Arrange the data from its start to the line containing "<point>489,275</point>" as a two-column CSV with the headers text and answer. Put each text and its answer in one row, quote every field, replace line breaks with spaces, and leave out the pictures.

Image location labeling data
-=-=-=-=-

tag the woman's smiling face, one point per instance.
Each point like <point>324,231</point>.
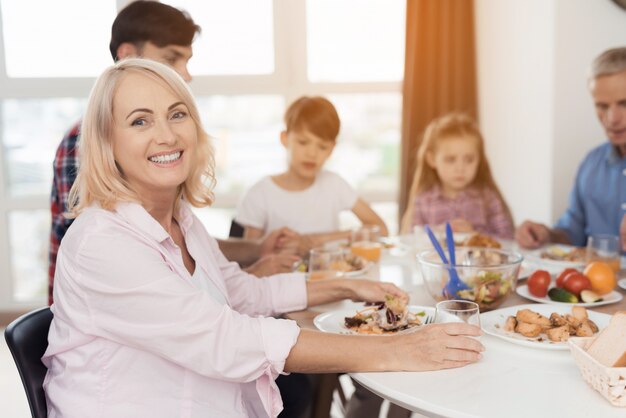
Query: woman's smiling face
<point>154,137</point>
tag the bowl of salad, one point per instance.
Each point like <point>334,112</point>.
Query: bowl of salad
<point>489,275</point>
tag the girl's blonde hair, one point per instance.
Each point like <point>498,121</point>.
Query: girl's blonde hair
<point>314,114</point>
<point>453,125</point>
<point>99,179</point>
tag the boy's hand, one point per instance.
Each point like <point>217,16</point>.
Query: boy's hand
<point>272,264</point>
<point>274,243</point>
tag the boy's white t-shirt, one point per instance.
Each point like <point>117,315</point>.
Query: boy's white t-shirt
<point>268,207</point>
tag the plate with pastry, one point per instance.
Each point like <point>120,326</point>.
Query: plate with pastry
<point>542,326</point>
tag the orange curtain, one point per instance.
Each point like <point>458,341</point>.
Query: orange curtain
<point>439,73</point>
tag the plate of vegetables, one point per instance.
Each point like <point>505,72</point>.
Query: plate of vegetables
<point>570,287</point>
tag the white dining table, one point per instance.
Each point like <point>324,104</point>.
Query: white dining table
<point>509,381</point>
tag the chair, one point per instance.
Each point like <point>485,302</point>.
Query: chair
<point>27,338</point>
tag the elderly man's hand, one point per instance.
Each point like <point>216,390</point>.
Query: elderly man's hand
<point>275,242</point>
<point>532,235</point>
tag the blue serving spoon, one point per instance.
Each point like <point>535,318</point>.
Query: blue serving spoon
<point>455,284</point>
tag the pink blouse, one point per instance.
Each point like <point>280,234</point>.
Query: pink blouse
<point>482,208</point>
<point>133,336</point>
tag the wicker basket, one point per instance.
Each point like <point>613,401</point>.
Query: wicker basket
<point>609,381</point>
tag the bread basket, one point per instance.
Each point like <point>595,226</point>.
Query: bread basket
<point>609,381</point>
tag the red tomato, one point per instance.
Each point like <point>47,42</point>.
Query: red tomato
<point>576,283</point>
<point>538,283</point>
<point>563,275</point>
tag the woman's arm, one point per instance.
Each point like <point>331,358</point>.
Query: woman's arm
<point>432,347</point>
<point>250,232</point>
<point>368,217</point>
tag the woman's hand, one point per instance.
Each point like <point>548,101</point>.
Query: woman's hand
<point>435,347</point>
<point>430,347</point>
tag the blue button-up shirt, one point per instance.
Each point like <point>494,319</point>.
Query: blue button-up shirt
<point>597,203</point>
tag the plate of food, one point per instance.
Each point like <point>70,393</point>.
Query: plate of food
<point>609,298</point>
<point>556,257</point>
<point>383,318</point>
<point>542,326</point>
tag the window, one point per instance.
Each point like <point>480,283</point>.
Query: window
<point>253,58</point>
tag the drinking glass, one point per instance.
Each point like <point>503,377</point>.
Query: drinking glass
<point>605,248</point>
<point>457,311</point>
<point>365,242</point>
<point>327,263</point>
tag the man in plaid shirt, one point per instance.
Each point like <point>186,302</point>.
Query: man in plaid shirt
<point>162,33</point>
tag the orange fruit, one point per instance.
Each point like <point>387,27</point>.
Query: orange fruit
<point>602,277</point>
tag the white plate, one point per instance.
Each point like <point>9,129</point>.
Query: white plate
<point>607,299</point>
<point>492,323</point>
<point>356,273</point>
<point>333,321</point>
<point>553,266</point>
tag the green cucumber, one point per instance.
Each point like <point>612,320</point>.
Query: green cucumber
<point>561,295</point>
<point>589,296</point>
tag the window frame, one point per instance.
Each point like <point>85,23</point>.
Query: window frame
<point>289,80</point>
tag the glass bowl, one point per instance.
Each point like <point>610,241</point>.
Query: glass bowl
<point>490,274</point>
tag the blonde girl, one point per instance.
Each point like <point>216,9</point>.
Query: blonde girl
<point>453,181</point>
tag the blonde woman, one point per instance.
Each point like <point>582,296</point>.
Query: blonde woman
<point>150,319</point>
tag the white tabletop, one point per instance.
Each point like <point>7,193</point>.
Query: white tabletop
<point>510,380</point>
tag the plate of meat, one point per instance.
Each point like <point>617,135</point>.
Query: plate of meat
<point>382,318</point>
<point>542,326</point>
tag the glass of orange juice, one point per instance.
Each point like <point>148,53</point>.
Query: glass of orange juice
<point>605,248</point>
<point>366,243</point>
<point>327,263</point>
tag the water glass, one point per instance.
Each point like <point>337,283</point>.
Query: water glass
<point>605,248</point>
<point>365,242</point>
<point>327,263</point>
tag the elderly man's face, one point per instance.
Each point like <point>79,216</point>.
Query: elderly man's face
<point>609,95</point>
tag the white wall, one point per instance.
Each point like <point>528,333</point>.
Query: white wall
<point>535,110</point>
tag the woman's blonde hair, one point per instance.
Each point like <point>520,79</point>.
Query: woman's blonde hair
<point>99,178</point>
<point>453,125</point>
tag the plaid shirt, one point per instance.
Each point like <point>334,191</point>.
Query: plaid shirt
<point>482,208</point>
<point>65,170</point>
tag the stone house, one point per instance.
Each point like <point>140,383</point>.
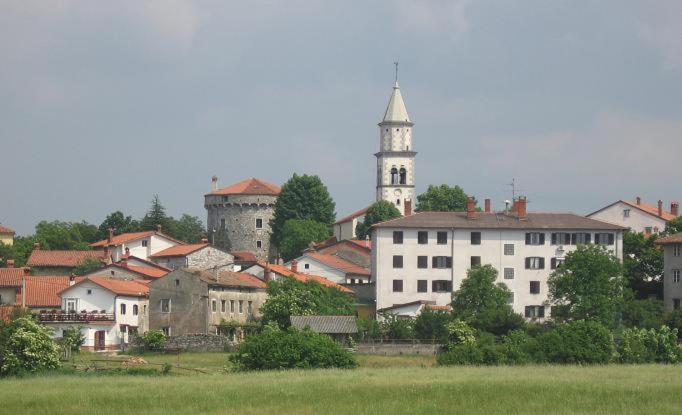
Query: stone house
<point>672,270</point>
<point>195,256</point>
<point>195,302</point>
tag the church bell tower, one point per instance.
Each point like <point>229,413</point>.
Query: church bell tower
<point>395,159</point>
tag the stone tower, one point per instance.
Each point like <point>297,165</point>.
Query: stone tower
<point>238,216</point>
<point>395,159</point>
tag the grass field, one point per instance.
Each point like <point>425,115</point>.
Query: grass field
<point>396,385</point>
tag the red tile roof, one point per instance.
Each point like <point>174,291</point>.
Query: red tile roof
<point>338,263</point>
<point>131,288</point>
<point>127,237</point>
<point>179,250</point>
<point>4,229</point>
<point>287,272</point>
<point>251,186</point>
<point>41,258</point>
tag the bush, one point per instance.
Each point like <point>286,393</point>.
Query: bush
<point>154,340</point>
<point>291,349</point>
<point>25,347</point>
<point>579,341</point>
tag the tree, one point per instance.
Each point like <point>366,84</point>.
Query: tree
<point>380,211</point>
<point>302,197</point>
<point>289,297</point>
<point>298,234</point>
<point>188,229</point>
<point>155,216</point>
<point>484,304</point>
<point>26,346</point>
<point>588,285</point>
<point>643,263</point>
<point>442,198</point>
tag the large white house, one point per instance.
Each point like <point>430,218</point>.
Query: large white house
<point>106,310</point>
<point>421,259</point>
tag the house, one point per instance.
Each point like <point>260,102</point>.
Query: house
<point>6,235</point>
<point>637,215</point>
<point>672,270</point>
<point>106,310</point>
<point>425,256</point>
<point>339,328</point>
<point>139,244</point>
<point>195,256</point>
<point>190,301</point>
<point>60,262</point>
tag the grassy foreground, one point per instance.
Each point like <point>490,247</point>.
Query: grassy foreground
<point>414,389</point>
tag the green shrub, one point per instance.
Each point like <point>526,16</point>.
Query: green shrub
<point>580,341</point>
<point>291,349</point>
<point>154,340</point>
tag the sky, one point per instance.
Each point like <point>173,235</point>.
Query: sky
<point>104,104</point>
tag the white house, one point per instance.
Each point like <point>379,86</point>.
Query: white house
<point>106,310</point>
<point>139,244</point>
<point>637,215</point>
<point>424,257</point>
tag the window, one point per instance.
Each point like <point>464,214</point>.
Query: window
<point>535,238</point>
<point>397,261</point>
<point>441,262</point>
<point>535,262</point>
<point>397,286</point>
<point>397,237</point>
<point>561,238</point>
<point>165,305</point>
<point>535,311</point>
<point>604,238</point>
<point>441,286</point>
<point>535,287</point>
<point>580,238</point>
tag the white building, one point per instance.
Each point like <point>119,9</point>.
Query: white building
<point>106,310</point>
<point>425,257</point>
<point>139,244</point>
<point>638,216</point>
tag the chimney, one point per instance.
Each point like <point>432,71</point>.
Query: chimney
<point>408,207</point>
<point>521,207</point>
<point>471,208</point>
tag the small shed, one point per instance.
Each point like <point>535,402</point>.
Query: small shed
<point>339,328</point>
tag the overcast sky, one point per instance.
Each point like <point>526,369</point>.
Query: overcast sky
<point>103,104</point>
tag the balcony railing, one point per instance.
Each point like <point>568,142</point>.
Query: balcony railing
<point>62,316</point>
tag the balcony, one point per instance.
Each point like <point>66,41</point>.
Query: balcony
<point>65,317</point>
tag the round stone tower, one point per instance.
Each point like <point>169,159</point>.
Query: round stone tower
<point>238,216</point>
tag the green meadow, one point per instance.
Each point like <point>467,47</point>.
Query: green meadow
<point>392,385</point>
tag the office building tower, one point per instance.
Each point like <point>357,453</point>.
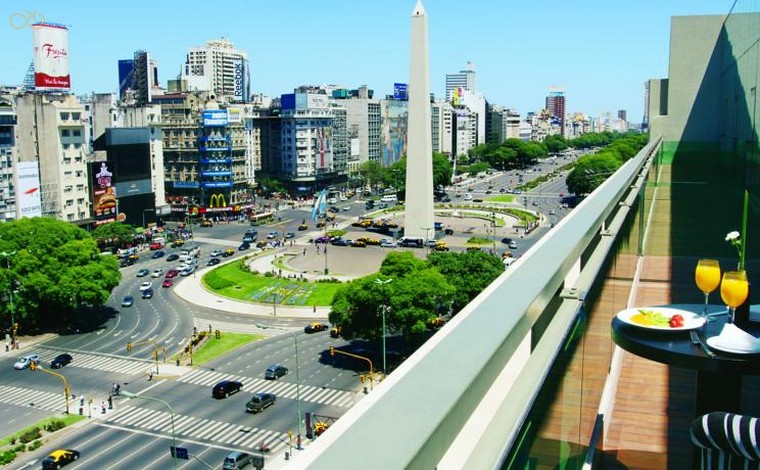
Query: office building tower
<point>465,79</point>
<point>219,67</point>
<point>555,104</point>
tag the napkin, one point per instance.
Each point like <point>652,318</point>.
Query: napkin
<point>733,337</point>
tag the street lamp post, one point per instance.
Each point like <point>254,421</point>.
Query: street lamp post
<point>298,394</point>
<point>171,413</point>
<point>7,255</point>
<point>382,310</point>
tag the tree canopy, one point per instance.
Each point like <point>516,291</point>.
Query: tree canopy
<point>414,292</point>
<point>54,267</point>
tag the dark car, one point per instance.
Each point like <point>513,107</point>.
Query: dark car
<point>60,361</point>
<point>226,388</point>
<point>275,371</point>
<point>59,458</point>
<point>259,402</point>
<point>314,327</point>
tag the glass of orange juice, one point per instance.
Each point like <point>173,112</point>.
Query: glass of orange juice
<point>707,277</point>
<point>734,290</point>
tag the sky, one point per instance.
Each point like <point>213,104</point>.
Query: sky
<point>600,52</point>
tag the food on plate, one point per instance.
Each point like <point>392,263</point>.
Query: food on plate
<point>651,318</point>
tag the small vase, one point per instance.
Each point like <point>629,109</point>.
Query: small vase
<point>741,315</point>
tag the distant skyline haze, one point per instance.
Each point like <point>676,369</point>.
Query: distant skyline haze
<point>600,53</point>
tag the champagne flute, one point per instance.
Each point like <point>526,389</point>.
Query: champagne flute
<point>734,290</point>
<point>707,277</point>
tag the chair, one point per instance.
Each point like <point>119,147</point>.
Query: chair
<point>727,441</point>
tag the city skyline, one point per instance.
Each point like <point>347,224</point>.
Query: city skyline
<point>520,51</point>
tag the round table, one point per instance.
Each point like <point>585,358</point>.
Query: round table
<point>718,378</point>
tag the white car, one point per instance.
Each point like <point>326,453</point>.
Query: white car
<point>25,361</point>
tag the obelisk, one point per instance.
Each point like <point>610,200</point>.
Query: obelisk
<point>418,221</point>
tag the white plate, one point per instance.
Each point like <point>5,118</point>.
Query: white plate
<point>715,344</point>
<point>690,319</point>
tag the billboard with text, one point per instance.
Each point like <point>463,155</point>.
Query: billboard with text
<point>51,57</point>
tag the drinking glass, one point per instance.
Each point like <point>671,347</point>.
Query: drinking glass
<point>707,277</point>
<point>734,290</point>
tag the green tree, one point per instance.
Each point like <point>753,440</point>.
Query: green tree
<point>56,268</point>
<point>468,272</point>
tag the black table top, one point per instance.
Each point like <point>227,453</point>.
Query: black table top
<point>676,349</point>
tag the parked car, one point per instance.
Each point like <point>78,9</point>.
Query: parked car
<point>27,360</point>
<point>59,458</point>
<point>275,371</point>
<point>259,402</point>
<point>226,388</point>
<point>314,327</point>
<point>172,273</point>
<point>61,360</point>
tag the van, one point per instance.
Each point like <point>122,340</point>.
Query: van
<point>236,459</point>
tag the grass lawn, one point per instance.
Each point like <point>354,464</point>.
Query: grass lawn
<point>234,281</point>
<point>68,420</point>
<point>214,348</point>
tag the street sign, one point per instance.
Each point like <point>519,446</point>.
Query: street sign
<point>179,452</point>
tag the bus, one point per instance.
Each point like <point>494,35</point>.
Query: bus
<point>190,250</point>
<point>262,219</point>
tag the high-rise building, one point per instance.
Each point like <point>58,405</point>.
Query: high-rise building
<point>219,67</point>
<point>555,104</point>
<point>465,79</point>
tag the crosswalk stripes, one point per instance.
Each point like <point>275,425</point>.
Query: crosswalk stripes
<point>188,427</point>
<point>309,393</point>
<point>32,398</point>
<point>98,362</point>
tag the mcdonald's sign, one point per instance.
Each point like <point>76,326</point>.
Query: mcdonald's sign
<point>217,200</point>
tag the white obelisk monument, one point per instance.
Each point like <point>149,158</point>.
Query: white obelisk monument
<point>418,221</point>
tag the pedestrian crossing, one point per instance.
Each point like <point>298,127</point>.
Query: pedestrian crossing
<point>107,363</point>
<point>190,427</point>
<point>309,393</point>
<point>32,398</point>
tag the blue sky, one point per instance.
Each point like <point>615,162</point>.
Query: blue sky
<point>599,51</point>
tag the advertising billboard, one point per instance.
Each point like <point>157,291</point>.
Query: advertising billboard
<point>28,189</point>
<point>240,79</point>
<point>104,202</point>
<point>393,136</point>
<point>400,91</point>
<point>215,118</point>
<point>51,57</point>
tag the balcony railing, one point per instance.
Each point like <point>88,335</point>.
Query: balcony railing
<point>462,399</point>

-=-=-=-=-

**The result**
text,answer
"tag the woman's smiling face, one point per instance. Each point like <point>324,231</point>. Query: woman's smiling face","<point>154,137</point>"
"tag the bowl of salad, one point per instance. Each point like <point>334,112</point>. Query: bowl of salad","<point>489,275</point>"